■ What the task requires ■
Print exactly, and only, the lines running from the line containing "in [453, 695]." through the end of the records below.
** start Data for processing **
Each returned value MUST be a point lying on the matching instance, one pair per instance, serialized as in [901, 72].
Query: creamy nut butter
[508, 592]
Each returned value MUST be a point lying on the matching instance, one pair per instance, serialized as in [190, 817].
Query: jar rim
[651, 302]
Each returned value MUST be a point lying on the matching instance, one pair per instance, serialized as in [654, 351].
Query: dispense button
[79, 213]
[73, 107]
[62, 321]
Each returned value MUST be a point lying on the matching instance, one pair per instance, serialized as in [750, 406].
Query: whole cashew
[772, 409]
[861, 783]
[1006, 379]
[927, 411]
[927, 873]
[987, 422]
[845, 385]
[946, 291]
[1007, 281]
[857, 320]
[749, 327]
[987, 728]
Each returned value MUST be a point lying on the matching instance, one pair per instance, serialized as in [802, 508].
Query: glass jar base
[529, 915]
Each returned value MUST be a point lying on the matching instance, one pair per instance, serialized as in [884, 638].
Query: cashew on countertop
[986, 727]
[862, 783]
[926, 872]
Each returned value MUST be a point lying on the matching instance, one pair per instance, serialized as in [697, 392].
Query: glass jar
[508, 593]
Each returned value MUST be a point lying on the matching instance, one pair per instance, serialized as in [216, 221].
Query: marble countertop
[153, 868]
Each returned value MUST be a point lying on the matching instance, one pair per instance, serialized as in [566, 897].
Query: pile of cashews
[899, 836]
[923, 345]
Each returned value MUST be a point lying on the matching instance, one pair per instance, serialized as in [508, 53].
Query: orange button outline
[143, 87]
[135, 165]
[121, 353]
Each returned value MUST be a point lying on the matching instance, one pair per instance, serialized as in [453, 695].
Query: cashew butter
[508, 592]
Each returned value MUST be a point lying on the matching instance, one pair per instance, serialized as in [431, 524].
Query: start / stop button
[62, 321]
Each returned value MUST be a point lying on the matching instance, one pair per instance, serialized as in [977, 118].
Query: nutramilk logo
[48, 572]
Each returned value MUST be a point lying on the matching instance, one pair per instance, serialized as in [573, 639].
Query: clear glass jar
** end Data for processing **
■ Response ■
Each returned value MUST be a point lying on the matching instance, one pair per instance, serialized as in [453, 695].
Query: cashew butter
[508, 592]
Each returned value MUST be a point lying on the matching instance, one pair per instance, serialized as in [431, 524].
Query: start / stop button
[62, 321]
Each returned value MUST be a point lying on the matching instance, one pair per instance, serialized as in [977, 118].
Query: nutramilk logo
[48, 572]
Each returned value MUST be a point lying on the matching instance, one pair per instance, serialized as in [573, 639].
Query: clear glass jar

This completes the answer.